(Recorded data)
•••

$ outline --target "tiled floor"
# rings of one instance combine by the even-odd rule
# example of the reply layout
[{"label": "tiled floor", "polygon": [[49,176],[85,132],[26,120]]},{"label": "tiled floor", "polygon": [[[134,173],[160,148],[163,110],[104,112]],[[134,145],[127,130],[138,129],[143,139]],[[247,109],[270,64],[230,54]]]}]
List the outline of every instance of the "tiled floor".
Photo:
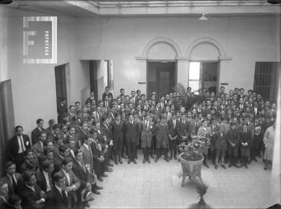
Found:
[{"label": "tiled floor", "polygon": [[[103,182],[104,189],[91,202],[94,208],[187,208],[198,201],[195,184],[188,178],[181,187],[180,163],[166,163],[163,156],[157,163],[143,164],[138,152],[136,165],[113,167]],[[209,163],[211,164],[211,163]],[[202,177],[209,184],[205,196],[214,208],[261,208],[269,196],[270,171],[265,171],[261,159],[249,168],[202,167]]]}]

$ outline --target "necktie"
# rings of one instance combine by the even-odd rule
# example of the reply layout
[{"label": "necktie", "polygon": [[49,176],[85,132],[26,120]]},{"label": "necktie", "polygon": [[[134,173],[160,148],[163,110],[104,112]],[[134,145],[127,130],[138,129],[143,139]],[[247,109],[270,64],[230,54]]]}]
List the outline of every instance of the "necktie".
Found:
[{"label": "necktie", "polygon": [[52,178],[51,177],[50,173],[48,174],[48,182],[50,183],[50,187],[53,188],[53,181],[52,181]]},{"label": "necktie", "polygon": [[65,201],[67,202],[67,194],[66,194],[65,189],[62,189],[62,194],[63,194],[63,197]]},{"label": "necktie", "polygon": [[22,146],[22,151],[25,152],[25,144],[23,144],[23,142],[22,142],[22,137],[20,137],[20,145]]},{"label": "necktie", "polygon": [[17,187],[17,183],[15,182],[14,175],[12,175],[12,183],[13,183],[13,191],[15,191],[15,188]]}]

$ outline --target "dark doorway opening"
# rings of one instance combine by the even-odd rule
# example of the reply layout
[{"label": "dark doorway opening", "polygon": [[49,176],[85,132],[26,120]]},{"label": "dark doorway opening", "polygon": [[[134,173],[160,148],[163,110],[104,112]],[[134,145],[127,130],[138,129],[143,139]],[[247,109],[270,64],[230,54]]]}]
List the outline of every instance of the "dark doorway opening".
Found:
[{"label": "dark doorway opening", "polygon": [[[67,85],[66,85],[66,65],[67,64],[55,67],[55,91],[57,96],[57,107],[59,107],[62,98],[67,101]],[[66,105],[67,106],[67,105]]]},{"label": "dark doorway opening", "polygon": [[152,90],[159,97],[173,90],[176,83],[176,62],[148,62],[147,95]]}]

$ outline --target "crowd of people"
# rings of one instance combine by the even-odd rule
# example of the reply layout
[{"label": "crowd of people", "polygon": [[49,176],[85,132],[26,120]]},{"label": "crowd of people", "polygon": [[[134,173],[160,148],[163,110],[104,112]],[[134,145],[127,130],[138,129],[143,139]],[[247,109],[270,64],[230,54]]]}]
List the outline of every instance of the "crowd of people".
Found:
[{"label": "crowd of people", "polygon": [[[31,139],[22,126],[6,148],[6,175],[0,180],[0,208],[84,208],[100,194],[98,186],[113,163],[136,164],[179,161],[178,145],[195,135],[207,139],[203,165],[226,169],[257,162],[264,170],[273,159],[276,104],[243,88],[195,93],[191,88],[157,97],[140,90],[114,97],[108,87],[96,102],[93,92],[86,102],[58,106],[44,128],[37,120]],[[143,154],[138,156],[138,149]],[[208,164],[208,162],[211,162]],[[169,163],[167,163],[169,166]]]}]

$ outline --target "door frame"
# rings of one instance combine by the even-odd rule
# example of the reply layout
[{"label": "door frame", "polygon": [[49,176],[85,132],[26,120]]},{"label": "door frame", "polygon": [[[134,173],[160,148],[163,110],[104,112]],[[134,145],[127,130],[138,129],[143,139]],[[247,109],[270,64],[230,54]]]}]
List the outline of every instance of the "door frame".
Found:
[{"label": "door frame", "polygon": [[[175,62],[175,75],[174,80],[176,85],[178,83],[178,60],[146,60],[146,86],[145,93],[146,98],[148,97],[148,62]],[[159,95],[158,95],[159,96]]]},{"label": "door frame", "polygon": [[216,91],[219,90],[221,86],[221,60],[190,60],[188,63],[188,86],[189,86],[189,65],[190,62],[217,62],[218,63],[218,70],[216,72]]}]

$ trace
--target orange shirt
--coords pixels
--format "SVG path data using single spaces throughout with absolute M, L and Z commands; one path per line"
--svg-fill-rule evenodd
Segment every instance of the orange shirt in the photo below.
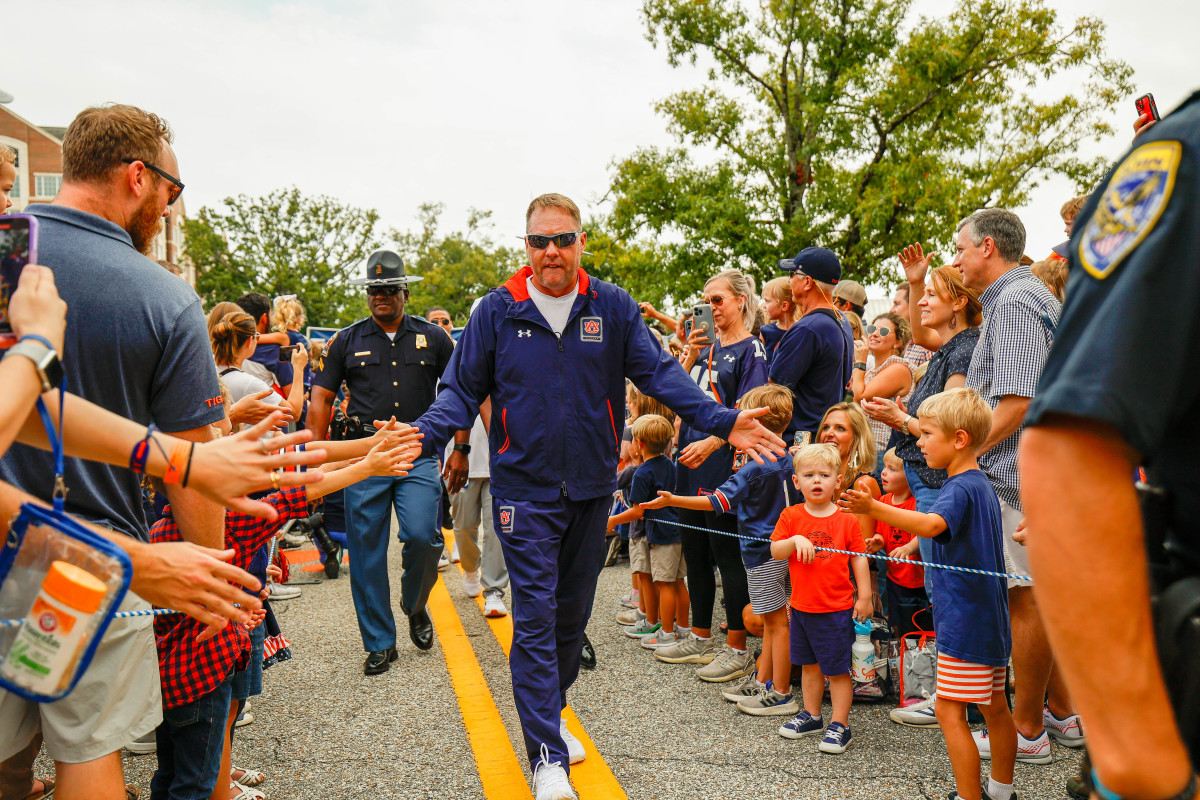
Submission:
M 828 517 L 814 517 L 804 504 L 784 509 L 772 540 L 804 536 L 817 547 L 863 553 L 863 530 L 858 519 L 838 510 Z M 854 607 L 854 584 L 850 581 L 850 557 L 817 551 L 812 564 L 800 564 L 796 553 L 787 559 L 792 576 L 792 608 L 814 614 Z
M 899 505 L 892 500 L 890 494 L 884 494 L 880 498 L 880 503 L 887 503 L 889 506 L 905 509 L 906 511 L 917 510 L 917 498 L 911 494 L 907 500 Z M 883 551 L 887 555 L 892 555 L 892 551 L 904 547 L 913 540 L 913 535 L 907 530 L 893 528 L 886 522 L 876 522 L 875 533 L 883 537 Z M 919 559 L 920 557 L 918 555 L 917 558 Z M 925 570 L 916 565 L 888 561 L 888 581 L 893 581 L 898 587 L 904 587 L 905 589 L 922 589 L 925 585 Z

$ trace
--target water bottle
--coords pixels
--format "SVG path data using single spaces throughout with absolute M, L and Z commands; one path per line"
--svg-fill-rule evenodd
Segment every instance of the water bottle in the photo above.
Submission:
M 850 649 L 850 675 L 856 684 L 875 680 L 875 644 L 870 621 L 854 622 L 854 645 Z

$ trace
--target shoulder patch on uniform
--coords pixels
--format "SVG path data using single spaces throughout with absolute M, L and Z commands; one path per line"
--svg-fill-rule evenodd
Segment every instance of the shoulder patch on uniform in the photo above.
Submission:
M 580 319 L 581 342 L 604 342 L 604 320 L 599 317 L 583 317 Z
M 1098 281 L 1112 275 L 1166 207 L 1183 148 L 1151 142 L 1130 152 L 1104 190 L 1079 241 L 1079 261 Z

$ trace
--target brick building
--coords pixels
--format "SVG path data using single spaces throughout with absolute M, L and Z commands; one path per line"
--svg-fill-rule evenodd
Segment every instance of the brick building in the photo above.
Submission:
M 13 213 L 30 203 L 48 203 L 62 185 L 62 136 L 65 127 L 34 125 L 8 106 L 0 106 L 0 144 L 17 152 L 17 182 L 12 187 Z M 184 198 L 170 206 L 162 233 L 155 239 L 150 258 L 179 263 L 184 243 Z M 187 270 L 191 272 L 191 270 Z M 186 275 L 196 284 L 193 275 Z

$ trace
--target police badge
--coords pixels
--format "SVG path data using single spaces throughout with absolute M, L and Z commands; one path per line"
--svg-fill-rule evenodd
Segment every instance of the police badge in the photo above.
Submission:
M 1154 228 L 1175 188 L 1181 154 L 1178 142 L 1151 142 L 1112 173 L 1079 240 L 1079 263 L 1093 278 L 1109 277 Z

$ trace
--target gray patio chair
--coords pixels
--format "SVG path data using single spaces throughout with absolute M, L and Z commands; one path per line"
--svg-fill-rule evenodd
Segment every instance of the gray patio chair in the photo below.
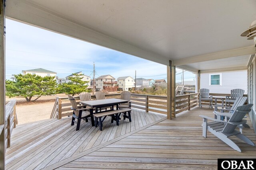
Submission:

•••

#### EXERCISE DETAILS:
Pictures in the records must not appear in the copy; transcribe everything else precisely.

#### SOLUTION:
$ outline --target "tiled floor"
# rings of one instance combine by the even-odd rule
# example of the reply layout
[{"label": "tiled floor", "polygon": [[49,176],[85,132],[26,120]]},{"label": "tiled floor", "polygon": [[[134,173],[160,148],[163,110],[104,112]],[[134,145],[127,130],[138,129],[143,139]],[[247,109],[270,64],[230,54]]]}]
List the outline of every instance of the "tiled floor".
Photo:
Found:
[{"label": "tiled floor", "polygon": [[[103,182],[104,189],[91,202],[94,208],[187,208],[198,201],[195,184],[188,178],[181,187],[180,163],[166,163],[163,156],[157,163],[143,164],[138,152],[136,165],[113,167]],[[209,163],[211,164],[211,163]],[[202,177],[209,184],[205,196],[214,208],[261,208],[269,196],[270,171],[265,171],[261,159],[249,168],[202,167]]]}]

$ outline --target "necktie"
# rings of one instance combine by the even-odd rule
# example of the reply layout
[{"label": "necktie", "polygon": [[49,176],[85,132],[26,120]]},{"label": "necktie", "polygon": [[[134,173],[160,148],[163,110],[104,112]],[[134,145],[127,130],[138,129],[143,139]],[[247,109],[270,64],[230,54]]]}]
List the outline of every instance of the "necktie".
Found:
[{"label": "necktie", "polygon": [[52,178],[51,177],[50,173],[48,174],[48,182],[50,183],[50,187],[53,188],[53,181],[52,181]]},{"label": "necktie", "polygon": [[65,201],[67,202],[67,194],[66,194],[65,189],[62,189],[62,194],[63,194],[63,197]]},{"label": "necktie", "polygon": [[22,146],[22,151],[25,152],[25,144],[23,144],[23,142],[22,142],[22,137],[20,137],[20,145]]},{"label": "necktie", "polygon": [[17,187],[17,183],[15,182],[14,175],[12,175],[12,183],[13,183],[13,191],[15,191],[15,188]]}]

$ outline --target "dark doorway opening"
# rings of one instance combine by the even-odd rule
# example of the reply layout
[{"label": "dark doorway opening", "polygon": [[49,176],[85,132],[26,120]]},{"label": "dark doorway opening", "polygon": [[[134,173],[160,148],[163,110],[104,112]],[[134,145],[127,130],[138,129],[143,139]],[[247,109],[270,64],[230,54]]]}]
List the outline of every instance of the "dark doorway opening".
Found:
[{"label": "dark doorway opening", "polygon": [[[67,85],[66,85],[66,65],[67,64],[55,67],[55,91],[57,96],[57,107],[59,107],[62,98],[67,101]],[[66,105],[67,106],[67,105]]]},{"label": "dark doorway opening", "polygon": [[152,90],[159,97],[173,90],[176,83],[176,62],[148,62],[147,95]]}]

$ outline --target "crowd of people"
# rings of one instance combine by the even-odd rule
# example of the reply layout
[{"label": "crowd of people", "polygon": [[49,176],[85,132],[26,120]]},{"label": "crowd of people", "polygon": [[[134,173],[160,148],[163,110],[104,112]],[[134,145],[127,130],[138,129],[143,139]],[[247,109],[270,64],[230,54]]]}]
List the outline of every instance of the "crowd of people".
Found:
[{"label": "crowd of people", "polygon": [[[31,139],[22,126],[6,148],[6,175],[0,180],[0,208],[84,208],[100,194],[98,186],[113,163],[136,164],[179,161],[178,145],[195,135],[207,139],[203,165],[226,169],[257,162],[264,170],[273,159],[276,104],[243,88],[195,93],[191,88],[157,97],[140,90],[114,97],[108,87],[96,102],[93,92],[86,102],[58,106],[44,128],[37,120]],[[143,154],[138,156],[138,149]],[[208,164],[208,162],[211,162]],[[169,163],[167,163],[169,166]]]}]

$ outline --target "door frame"
# rings of one instance combine by the even-odd rule
# example of the reply layout
[{"label": "door frame", "polygon": [[49,176],[85,132],[26,120]]},{"label": "door frame", "polygon": [[[134,173],[160,148],[163,110],[104,112]],[[134,145],[127,130],[138,129],[143,139]],[[247,109],[270,64],[230,54]]]}]
List the outline of every instance of the "door frame".
Found:
[{"label": "door frame", "polygon": [[[175,62],[175,75],[174,80],[176,85],[178,83],[178,60],[146,60],[146,86],[145,93],[146,98],[148,97],[148,62]],[[159,95],[158,95],[159,96]]]},{"label": "door frame", "polygon": [[216,91],[219,90],[221,86],[221,60],[190,60],[188,63],[188,86],[189,86],[189,65],[190,62],[217,62],[218,63],[218,70],[216,72]]}]

$ trace
--target orange shirt
--coords pixels
--format "SVG path data using single spaces throughout with absolute M, L and Z commands; one path per line"
--svg-fill-rule evenodd
Segment every instance of the orange shirt in the photo below.
Submission:
M 828 517 L 814 517 L 804 504 L 784 509 L 772 540 L 804 536 L 817 547 L 863 553 L 863 530 L 858 519 L 838 510 Z M 854 607 L 854 584 L 850 581 L 850 557 L 817 551 L 812 564 L 800 564 L 796 553 L 787 559 L 792 576 L 792 608 L 814 614 Z
M 899 505 L 892 500 L 890 494 L 884 494 L 880 498 L 880 503 L 887 503 L 889 506 L 905 509 L 906 511 L 917 510 L 917 498 L 911 494 L 907 500 Z M 883 551 L 887 555 L 892 555 L 892 551 L 904 547 L 913 540 L 913 535 L 907 530 L 893 528 L 886 522 L 876 522 L 875 533 L 883 537 Z M 919 559 L 920 557 L 918 555 L 917 558 Z M 925 570 L 916 565 L 888 561 L 888 581 L 893 581 L 898 587 L 904 587 L 905 589 L 922 589 L 925 585 Z

$ trace
--target water bottle
--coords pixels
--format "SVG path data using single spaces throughout with absolute M, L and Z commands; one path per line"
--svg-fill-rule evenodd
Segment every instance of the water bottle in the photo above.
Submission:
M 850 649 L 850 675 L 856 684 L 875 680 L 875 644 L 870 621 L 854 622 L 854 645 Z

$ trace
--target shoulder patch on uniform
--coords pixels
--format "SVG path data using single spaces throughout with absolute M, L and Z commands; one path per line"
--svg-fill-rule evenodd
Segment every instance of the shoulder patch on uniform in the photo above.
Submission:
M 580 319 L 581 342 L 604 342 L 604 320 L 599 317 L 583 317 Z
M 1098 281 L 1112 275 L 1166 207 L 1183 148 L 1151 142 L 1130 152 L 1104 190 L 1079 241 L 1079 261 Z

$ trace
--target brick building
--coords pixels
--format "SVG path data using single spaces throughout with absolute M, L and Z commands; one path per line"
--svg-fill-rule evenodd
Segment every instance of the brick building in the photo above.
Submission:
M 13 213 L 30 203 L 48 203 L 62 185 L 62 136 L 65 127 L 34 125 L 8 106 L 0 106 L 0 144 L 17 152 L 17 182 L 12 187 Z M 184 198 L 170 206 L 162 233 L 155 239 L 150 258 L 179 263 L 184 243 Z M 187 270 L 191 272 L 191 270 Z M 186 275 L 196 284 L 193 275 Z

$ trace
--target police badge
--coords pixels
--format "SVG path data using single spaces throughout with absolute M, L and Z commands; one path per line"
--svg-fill-rule evenodd
Segment every instance of the police badge in the photo above.
Submission:
M 1154 228 L 1175 188 L 1181 154 L 1178 142 L 1151 142 L 1112 173 L 1079 240 L 1079 263 L 1093 278 L 1109 277 Z

$ trace
--target gray patio chair
--coords pixels
--format "SVG path data using single spaces throughout with absolute M, L and Z commands; one path per line"
--svg-fill-rule evenodd
Segment every instance of the gray patio chair in the photo below.
Submission:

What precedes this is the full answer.